### EXERCISE GOAL
According to the text below on scheduling redun workflows, how many times is each expression run in an execution?

Scheduling redun workflows#

Redun attempts to allow users to naturally express complex workflows, while still allowing the scheduler to execute them correctly and efficiently. For many cases, the default settings are both safe and effective, and will “just work” as expected. However, caching and scheduling complex workflows is non-trivial, so redun offers users the ability to customize the behavior in certain ways. This section reviews the essential guarantees and properties of the redun scheduler, to assist users needing to customize or understand the execution behavior more closely.

For more background on the design of the caching behavior and the scheduler, we also provide further implementation notes.

Core principles of the scheduler#

The redun scheduler operates on these principles:

Running a workflow with caching should produce the equivalent result as running without, up to the cache approximation preferences of the user.
The behavior of a workflow should not depend upon the computation time of the tasks involved, including when their computation time is effectively zero because of a cache hit.
Each expression is run exactly once in an execution.

### EXCERPTED DATA
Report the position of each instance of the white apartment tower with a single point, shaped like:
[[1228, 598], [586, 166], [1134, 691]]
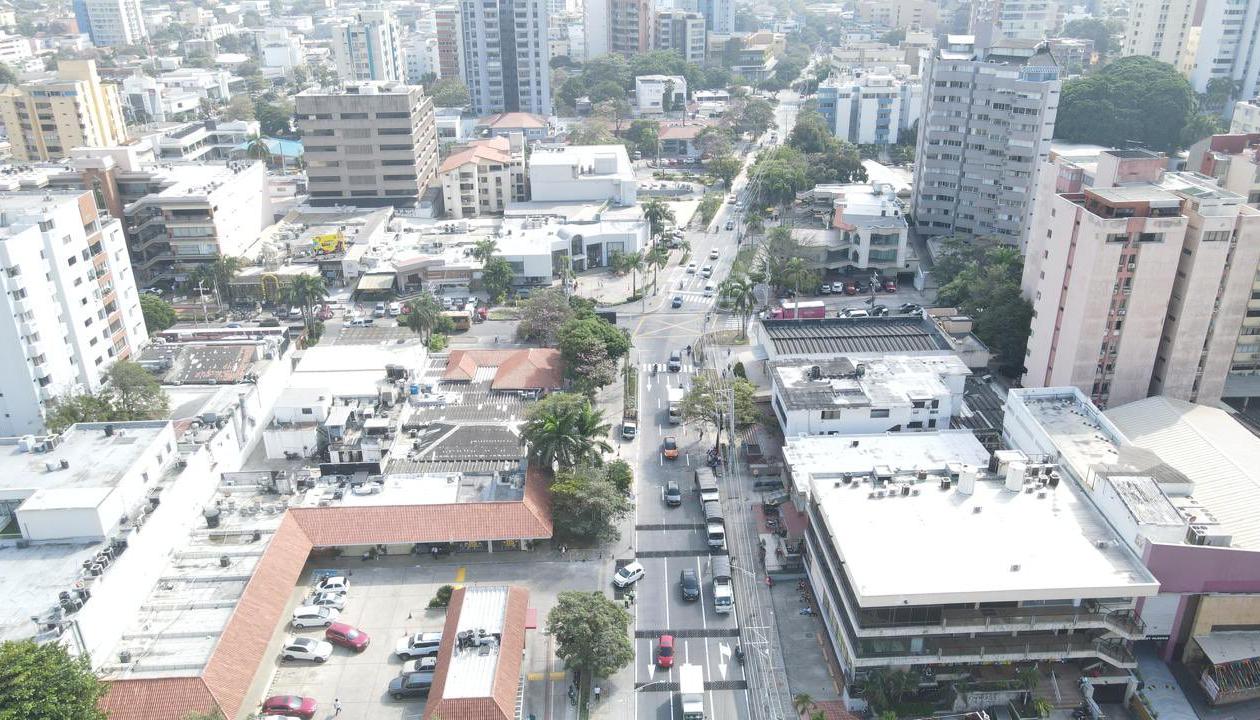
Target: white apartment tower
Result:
[[507, 56], [69, 303], [987, 121], [369, 48], [1139, 279]]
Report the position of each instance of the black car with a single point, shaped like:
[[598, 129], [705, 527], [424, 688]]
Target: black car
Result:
[[411, 685], [689, 584], [673, 496]]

### REPLY
Exactly once.